Weighted blankets might ease insomnia and anxiety - laurex
https://www.washingtonpost.com/lifestyle/home/weighted-blankets-might-ease-insomnia-and-anxiety-heres-what-to-know-before-buying-one/2019/01/18/71b1aefa-1a6f-11e9-8813-cb9dec761e73_story.html
======
nickjj
I very rarely have sleep issues so I never looked into blankets or gadgets but
I will say this:

Recently my neighbor got a really bright outdoor light on the side of their
house and even with black out blinds it wasn't close to enough blockage
because light kept leaking through the sides and even pierced the blinds.

The first night I noticed that, I was like "jesus, why is it so bright
outside" and I tried to sleep unsuccessfully. I was up until about 3am when I
normally goto bed at 11pm'ish. I tried everything to block it on the spot like
trying to pile up a sheet near my face but it had no effect since the light
just illuminated the room. It was so light that I could see details across the
room, like individual fan blades on a 12" fan. I typically can only fall
asleep on 1 side but switching sides made no difference either.

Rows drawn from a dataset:

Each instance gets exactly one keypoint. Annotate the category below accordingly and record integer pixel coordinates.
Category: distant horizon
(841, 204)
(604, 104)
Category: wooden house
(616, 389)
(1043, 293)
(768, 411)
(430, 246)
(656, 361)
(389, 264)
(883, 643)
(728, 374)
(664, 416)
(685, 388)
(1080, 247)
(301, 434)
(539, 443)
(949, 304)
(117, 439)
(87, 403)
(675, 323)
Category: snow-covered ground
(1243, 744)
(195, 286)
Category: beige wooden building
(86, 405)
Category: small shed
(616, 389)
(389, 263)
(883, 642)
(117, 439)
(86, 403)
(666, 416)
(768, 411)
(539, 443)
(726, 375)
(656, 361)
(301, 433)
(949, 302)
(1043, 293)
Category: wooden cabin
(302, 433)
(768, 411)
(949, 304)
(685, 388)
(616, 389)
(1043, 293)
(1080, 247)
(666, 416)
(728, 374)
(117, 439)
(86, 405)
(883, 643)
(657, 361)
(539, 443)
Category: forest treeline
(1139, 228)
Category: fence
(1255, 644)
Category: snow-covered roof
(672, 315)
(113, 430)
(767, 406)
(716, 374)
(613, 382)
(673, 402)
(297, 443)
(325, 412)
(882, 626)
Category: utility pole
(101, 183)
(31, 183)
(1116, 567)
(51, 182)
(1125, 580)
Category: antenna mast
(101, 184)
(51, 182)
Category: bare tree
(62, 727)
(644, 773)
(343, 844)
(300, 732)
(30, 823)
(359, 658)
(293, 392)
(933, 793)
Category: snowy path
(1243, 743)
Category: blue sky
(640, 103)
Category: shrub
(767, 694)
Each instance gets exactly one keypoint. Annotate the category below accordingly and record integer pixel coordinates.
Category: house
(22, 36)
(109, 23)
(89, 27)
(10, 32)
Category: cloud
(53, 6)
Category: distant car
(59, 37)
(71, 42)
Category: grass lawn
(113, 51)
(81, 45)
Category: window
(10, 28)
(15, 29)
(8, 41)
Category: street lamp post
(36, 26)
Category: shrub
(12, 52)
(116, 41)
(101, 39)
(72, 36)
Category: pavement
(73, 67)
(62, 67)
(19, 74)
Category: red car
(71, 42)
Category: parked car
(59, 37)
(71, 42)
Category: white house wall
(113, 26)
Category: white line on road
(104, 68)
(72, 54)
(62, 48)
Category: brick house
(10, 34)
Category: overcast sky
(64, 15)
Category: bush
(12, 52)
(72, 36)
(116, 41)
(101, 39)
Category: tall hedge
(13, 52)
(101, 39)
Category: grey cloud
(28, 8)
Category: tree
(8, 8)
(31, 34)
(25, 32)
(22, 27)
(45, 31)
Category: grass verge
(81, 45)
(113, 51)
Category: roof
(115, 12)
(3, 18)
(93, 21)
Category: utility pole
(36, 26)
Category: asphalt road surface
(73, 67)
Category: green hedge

[EXPLORE THE MATERIAL]
A: Reproduce the portion of the weighted blankets thread starting at "Weighted blankets might" and ending at "pierced the blinds.".
B: Extend the weighted blankets thread from the point where it stops.

[RESULTS]
A:
Weighted blankets might ease insomnia and anxiety - laurex
https://www.washingtonpost.com/lifestyle/home/weighted-blankets-might-ease-insomnia-and-anxiety-heres-what-to-know-before-buying-one/2019/01/18/71b1aefa-1a6f-11e9-8813-cb9dec761e73_story.html
======
nickjj
I very rarely have sleep issues so I never looked into blankets or gadgets but
I will say this:

Recently my neighbor got a really bright outdoor light on the side of their
house and even with black out blinds it wasn't close to enough blockage
because light kept leaking through the sides and even pierced the blinds.

B:
So the next afternoon I decided to try an experiment. I took a black garbage
bag and completely covered the window. I actually laughed out loud to myself
at how dark it was when it was bright outside.

That night was remarkable. I didn't think a room could be so dark. It was the
most peaceful sleep ever, except now my TV's little red dot is a distraction
where as even pre-outside light it wasn't noticeable.

So if you have trouble sleeping, you may want to try to make your room as dark
as possible as a test. Even in hostile lighting conditions a black garbage bag
(one of the big ones you would use for leafs) can solve the problem. I hung
mine with 2 nails, so when I wake up I just unhook 1 side to get natural
light. The only problem is it looks completely stupid from the inside.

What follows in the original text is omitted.